BEGIN TEXT EXCERPT

Jasper and Child Support Registrar (Child support)

Case

[2018] AATA 3075

10 July 2018


Jasper and Child Support Registrar (Child support) [2018] AATA 3075 (10 July 2018)

DIVISION:Social Services & Child Support Division

REVIEW NUMBER:  2018/PC013968

APPLICANT:  Mr Jasper

OTHER PARTIES:  Child Support Registrar

TRIBUNAL:Senior Member R Ellis

DECISION DATE:  10 July 2018

DIRECTION TO ALTER DECISION OR REASONS FOR DECISION

Pursuant to section 43AA of the Administrative Appeals Tribunal Act 1975, the following alteration is made to the written statement of reasons for the decision.

Paragraph 16 of the written statement of reasons for the decision is altered to read:

The Tribunal finds that Mr Jasper’s application to the Tribunal on 1 May 2018 in relation to the refusal decision made on 9 February 2018, of which he was notified by electronic means, is approximately 52 days out of time.

Names used in all published decisions are pseudonyms. Any references appearing in square brackets indicate that information has been removed from this decision and replaced with generic information so as not to identify involved individuals as required by subsections 16(2AB)-16(2AC) of the Child Support (Registration and Collection) Act 1988.

DIVISION:Social Services & Child Support Division

EXTENSION APPLICATION

NUMBER:2018/PC013968

APPLICANT:  Mr Jasper

OTHER PARTY:  Child Support Registrar

DATE DECISION MADE:                10 July 2018

APPLICATION:

An extension application made on 1 May 2018 asking the AAT to consider the application for AAT first review of a decision of the Child Support Registrar on 9 February 2018 despite the period for applying for review having ended.

DECISION:

The extension application is refused.

CATCHWORDS
Child support – Application for extension of time to apply for review – No satisfactory explanation of the delay – Unlikely the Tribunal would set aside the Registrar’s decision – Application refused

STATEMENT OF REASONS

  1. Mr Jasper and Ms Jasper are the parents of [Child 1] (born March 2004) and [Child 2] (born August 2005).  Mr Jasper is the parent liable to pay child support under the assessment.

  2. On 20 October 2017 Ms Jasper applied to the Department of Human Services, Child Support (the Child Support Agency) for a change to the assessment.

  3. On 27 November 2017 the Child Support Agency made the decision to change the assessment so that for the period 15 September 2017 to 31 October 2018 Mr Jasper’s adjusted taxable income is set at $234,659 per annum.

END TEXT EXCERPT

== GIVEN TASK A ==
Reproduce the passage of the child support decision from "TRIBUNAL:Senior Member R" up to and including "for the decision.".

BEGIN EXCERPTED DATA

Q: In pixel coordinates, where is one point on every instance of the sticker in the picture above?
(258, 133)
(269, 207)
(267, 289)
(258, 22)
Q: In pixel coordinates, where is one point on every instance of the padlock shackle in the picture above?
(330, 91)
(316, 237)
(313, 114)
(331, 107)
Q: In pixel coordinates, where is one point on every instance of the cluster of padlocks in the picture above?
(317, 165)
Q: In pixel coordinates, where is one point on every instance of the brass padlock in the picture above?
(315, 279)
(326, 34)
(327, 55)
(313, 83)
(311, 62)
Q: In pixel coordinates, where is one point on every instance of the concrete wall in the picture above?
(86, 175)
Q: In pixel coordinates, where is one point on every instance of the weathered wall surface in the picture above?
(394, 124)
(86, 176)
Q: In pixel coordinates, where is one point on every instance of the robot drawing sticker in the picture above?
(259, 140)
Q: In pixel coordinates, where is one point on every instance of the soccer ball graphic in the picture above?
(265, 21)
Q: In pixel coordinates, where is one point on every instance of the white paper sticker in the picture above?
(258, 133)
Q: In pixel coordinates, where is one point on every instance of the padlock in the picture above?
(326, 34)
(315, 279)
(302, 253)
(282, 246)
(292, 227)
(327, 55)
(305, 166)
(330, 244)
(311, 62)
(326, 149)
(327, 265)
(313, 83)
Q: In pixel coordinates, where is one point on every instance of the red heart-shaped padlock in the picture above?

END EXCERPTED DATA
BEGIN EXCERPTED DATA

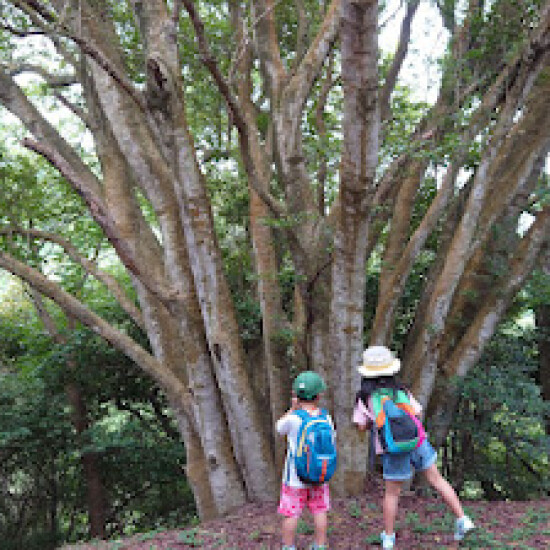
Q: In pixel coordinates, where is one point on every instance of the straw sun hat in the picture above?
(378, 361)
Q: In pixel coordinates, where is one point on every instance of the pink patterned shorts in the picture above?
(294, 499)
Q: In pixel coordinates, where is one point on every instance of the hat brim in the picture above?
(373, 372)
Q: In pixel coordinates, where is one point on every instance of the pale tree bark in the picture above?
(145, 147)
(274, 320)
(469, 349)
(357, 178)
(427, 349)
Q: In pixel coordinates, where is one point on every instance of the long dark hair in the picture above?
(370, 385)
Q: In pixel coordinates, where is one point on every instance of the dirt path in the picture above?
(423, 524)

END EXCERPTED DATA

== GIVEN TASK B ==
Pick out every line of the entries that contains the string "sticker", matching case exactly.

== WRITTEN ANSWER A ==
TRIBUNAL:Senior Member R Ellis

DECISION DATE:  10 July 2018

DIRECTION TO ALTER DECISION OR REASONS FOR DECISION

Pursuant to section 43AA of the Administrative Appeals Tribunal Act 1975, the following alteration is made to the written statement of reasons for the decision.

== WRITTEN ANSWER B ==
Q: In pixel coordinates, where is one point on every instance of the sticker in the picture above?
Q: In pixel coordinates, where is one point on every instance of the robot drawing sticker in the picture above?
Q: In pixel coordinates, where is one point on every instance of the white paper sticker in the picture above?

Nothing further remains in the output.